Directive 1:
Determine whether each statement below agrees with the passage on New York's budget shortfall. Answer yes or no for each, quoting the deciding words of the passage exactly.
(a) Governor Paterson's 2009-2010 budget includes $4 billion worth of tax and fee increases.
(b) The millionaire's tax is part of that budget.
(c) According to McMahon, tax-hike proponents lowered their target to households with incomes over $500,000.

Supplied passage:
It looks as if there will be a real battle shaping up over the resolution of NY State's budget shortfall. As Liz B reports, the Working Families Party is gearing up to try to get the state to enact it's millionaire tax: "WFP Executive Director Dan Cantor said today he's "perplexed" by the information released to date about Gov. David Paterson's 2009-2010 budget, which includes $4 billion worth of tax and fee increases but not the so-called millionaire's tax long championed by the labor-backed party (among others)."
Of course, the so-called millionaire's tax has an extremely expansive definition-in essence a slippery slope that ensnares thousands of tax payers who aren't in the very wealth category. Here's EJ McMahon's view: "Supporters of an income tax increase in New York State were, until recently, pushing what they called a “millionaire tax.” But now that the number of millionaires is rapidly shrinking, Albany’s most vocal tax-hike proponents have lowered their taxation target to households with incomes over $200,000, judging from a poll reportedly released by the union-dominated Working Families Party (WFP) last week..."
And, as McMahon points out, if the decision was done by referendum, the result would be predictable-after all, as long as it's the other guy, folks don't mind a tax hike: "So if the Legislature and Governor Paterson are guided by public opinion in closing a $15 billion two-year budget hole, they will reduce government spending a little and raise income taxes a lot on New York’s most productive and mobile households. And then, presumably, they’ll join everyone else in a race for the exits as the state economy sinks even further."

(Recorded data)
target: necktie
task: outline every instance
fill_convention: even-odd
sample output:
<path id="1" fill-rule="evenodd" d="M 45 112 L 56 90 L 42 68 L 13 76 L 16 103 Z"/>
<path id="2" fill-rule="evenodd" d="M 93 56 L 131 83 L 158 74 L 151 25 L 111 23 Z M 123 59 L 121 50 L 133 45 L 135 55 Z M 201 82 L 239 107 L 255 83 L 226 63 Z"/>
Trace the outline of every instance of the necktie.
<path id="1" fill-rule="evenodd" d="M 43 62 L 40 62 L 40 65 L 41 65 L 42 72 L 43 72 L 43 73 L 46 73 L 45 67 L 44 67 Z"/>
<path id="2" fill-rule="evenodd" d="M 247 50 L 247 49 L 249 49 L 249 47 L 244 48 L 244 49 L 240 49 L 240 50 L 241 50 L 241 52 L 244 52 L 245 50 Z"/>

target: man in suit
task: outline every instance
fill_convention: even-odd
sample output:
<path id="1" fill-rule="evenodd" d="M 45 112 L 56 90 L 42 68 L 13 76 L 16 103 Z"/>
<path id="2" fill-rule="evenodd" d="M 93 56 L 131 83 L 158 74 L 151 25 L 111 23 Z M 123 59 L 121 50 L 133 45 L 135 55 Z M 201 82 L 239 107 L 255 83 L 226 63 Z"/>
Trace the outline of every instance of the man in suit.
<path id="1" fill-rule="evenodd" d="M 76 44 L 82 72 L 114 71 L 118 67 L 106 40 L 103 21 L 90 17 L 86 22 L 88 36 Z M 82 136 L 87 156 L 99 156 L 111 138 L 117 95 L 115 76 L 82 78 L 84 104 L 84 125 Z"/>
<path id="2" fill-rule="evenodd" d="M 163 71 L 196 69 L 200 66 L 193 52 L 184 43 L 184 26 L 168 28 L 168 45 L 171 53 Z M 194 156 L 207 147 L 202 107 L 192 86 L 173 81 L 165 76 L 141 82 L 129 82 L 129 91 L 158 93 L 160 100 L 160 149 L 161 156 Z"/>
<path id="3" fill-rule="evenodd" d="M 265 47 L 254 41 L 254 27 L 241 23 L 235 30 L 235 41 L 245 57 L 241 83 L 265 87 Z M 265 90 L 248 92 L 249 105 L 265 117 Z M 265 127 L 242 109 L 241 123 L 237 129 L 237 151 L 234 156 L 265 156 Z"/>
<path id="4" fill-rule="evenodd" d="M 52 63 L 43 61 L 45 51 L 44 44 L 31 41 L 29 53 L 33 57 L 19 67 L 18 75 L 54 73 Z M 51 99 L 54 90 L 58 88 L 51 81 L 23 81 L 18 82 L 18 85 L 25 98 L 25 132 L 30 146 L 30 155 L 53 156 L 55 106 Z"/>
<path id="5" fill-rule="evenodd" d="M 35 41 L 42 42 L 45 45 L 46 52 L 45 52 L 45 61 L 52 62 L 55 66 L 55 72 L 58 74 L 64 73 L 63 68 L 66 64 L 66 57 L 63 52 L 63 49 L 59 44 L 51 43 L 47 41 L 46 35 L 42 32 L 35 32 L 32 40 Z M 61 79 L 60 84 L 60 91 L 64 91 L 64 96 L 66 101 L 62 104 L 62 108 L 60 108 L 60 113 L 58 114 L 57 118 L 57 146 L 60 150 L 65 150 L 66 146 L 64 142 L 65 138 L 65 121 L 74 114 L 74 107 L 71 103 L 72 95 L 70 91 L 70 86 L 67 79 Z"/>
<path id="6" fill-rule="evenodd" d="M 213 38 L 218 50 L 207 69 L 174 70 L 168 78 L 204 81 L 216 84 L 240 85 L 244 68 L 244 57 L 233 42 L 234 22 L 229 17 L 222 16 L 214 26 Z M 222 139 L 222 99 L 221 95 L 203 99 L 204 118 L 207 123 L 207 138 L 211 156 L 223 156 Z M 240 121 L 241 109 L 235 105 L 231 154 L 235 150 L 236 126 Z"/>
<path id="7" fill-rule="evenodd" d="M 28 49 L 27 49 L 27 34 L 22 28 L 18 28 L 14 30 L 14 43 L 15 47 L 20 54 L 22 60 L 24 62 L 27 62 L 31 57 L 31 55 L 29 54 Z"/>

Directive 2: Render as a JSON list of strings the rows beginning at the line that contains "target: man in suit" and ending at the line that contains "82 72 L 114", both included. Use one string per line and omit blank lines.

Task response 1:
(a) Yes: "which includes $4 billion worth of tax and fee increases"
(b) No: "but not the so-called millionaire's tax long championed by the labor-backed party"
(c) No: "have lowered their taxation target to households with incomes over $200,000"

Task response 2:
[
  "target: man in suit",
  "task: outline every instance",
  "fill_convention: even-odd",
  "sample output:",
  "<path id=\"1\" fill-rule=\"evenodd\" d=\"M 45 112 L 56 90 L 42 68 L 13 76 L 16 103 Z\"/>",
  "<path id=\"2\" fill-rule=\"evenodd\" d=\"M 93 56 L 131 83 L 158 74 L 151 25 L 111 23 Z M 123 59 L 121 50 L 133 45 L 135 55 Z M 201 82 L 239 107 L 255 83 L 226 63 Z\"/>",
  "Trace the outline of every instance of the man in suit.",
  "<path id=\"1\" fill-rule=\"evenodd\" d=\"M 76 44 L 82 72 L 114 71 L 118 67 L 106 40 L 103 21 L 90 17 L 86 22 L 88 36 Z M 82 136 L 87 156 L 99 156 L 111 138 L 117 95 L 115 76 L 82 78 L 84 104 L 84 125 Z\"/>"
]